* _Requests_:
(a) In the oven-cleaning passage, what does the author say the faux-metal coating on some oven knobs looks like?
(b) Continue the passage on oven materials and cleaning from where it stops.

* _Passage shown_:

In the meantime, we can attack the problem from another angle - which oven should I buy in order to be able to clean it without resorting to using the harsh chemicals that household brands love so much? 
From my experience, in the last ten years there has been a significant lowering of standards concerning the materials used to make up the various surfaces of the modern oven. If you don't believe this then ask your parents if there were such a thing in "their day" as a professional oven cleaner - there wasn't, and the reason there are now is not because we have all suddenly become too lazy to clean our own kitchen appliances now and then; it's because the appliances themselves NEED cleaning much more than they did (along with sometimes questionable colour choices for areas that really should always be as dark as possible). Combine this with the aforementioned dubious quality of the average manufacturer's materials and you can start to see why many ovens can look tired and old after much less time than the amount spent would suggest it should. 
Even many 'premium' brands that charge an arm and a leg for the privilege of their name on the front have decided that these appliances, that feature as the centre-piece in your kitchen, only need to look good in the showroom before you've bought it; stainless steel that rusts, or traps drips of fat forevermore; knobs with a faux-metal coating that looks like foil from a KitKat; glass that is bonded together so you can't even take the door apart to clean in between. 
Now, of course, everybody is subject to various market and economic forces, but is there still anyone who has at least competed in this race to the bottom with even the slightest hesitancy? Yes.

* _Source material_:
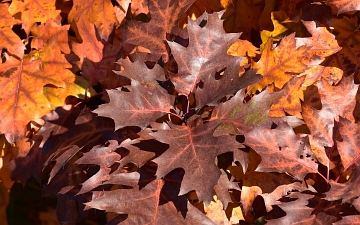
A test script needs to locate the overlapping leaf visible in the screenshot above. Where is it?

* _Answers for this exercise_:
(a) Foil from a KitKat.

(b)
Obviously, this is only the opinion of a half dozen oven cleaners, together with their various associates of connected trades and opinionated oven owners, but if there is one manufacturer (two, technically) that we are glad to see when we arrive at a customer's house then it is a Bosch (or NEFF as yours may be branded). 
Nothing gives us as much confidence that we will be able to restore this warmer of food to it's former glory than the familiar square-edged frame of German engineered goodness. I sometimes find myself grinning slightly when I know that underneath the twenty four months of pork fat and Yorkshire pudding spillage is a surface that will sparkle just as much as the day the plug was first switched on. 
So, although this is by no means to convince you that the only option you have is to spend money you don't want to on a product that does nothing the others don't do - it does highlight that there certainly are differences between ovens that have been made purely to target a buyer with a particular budget and ones that the manufacturer has a good grasp on what goes to make a good oven. Having cleaned just about every make of oven and found there are a surprising number of "good" names that I wouldn't touch with a barge-pole, when the time comes to replace mine I'll choose a Bosch.